#### [WHAT THIS TASK INVOLVES]
How many lines in the listing below contain the string "fill"? Reply with the number alone.
□ □ □ □ □ □ □
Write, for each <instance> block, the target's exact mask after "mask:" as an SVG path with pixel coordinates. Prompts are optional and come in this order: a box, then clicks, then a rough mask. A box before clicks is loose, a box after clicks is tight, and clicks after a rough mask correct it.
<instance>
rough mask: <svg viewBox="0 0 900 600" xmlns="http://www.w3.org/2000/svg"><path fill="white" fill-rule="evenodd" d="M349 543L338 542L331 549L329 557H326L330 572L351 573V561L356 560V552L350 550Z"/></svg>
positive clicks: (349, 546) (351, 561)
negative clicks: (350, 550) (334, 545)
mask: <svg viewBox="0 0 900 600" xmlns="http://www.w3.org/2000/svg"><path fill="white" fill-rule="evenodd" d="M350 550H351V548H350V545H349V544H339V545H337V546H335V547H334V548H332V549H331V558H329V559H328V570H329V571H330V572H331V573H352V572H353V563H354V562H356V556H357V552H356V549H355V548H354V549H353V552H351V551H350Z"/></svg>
□ □ □ □ □ □ □
#### [RESPONSE AREA]
2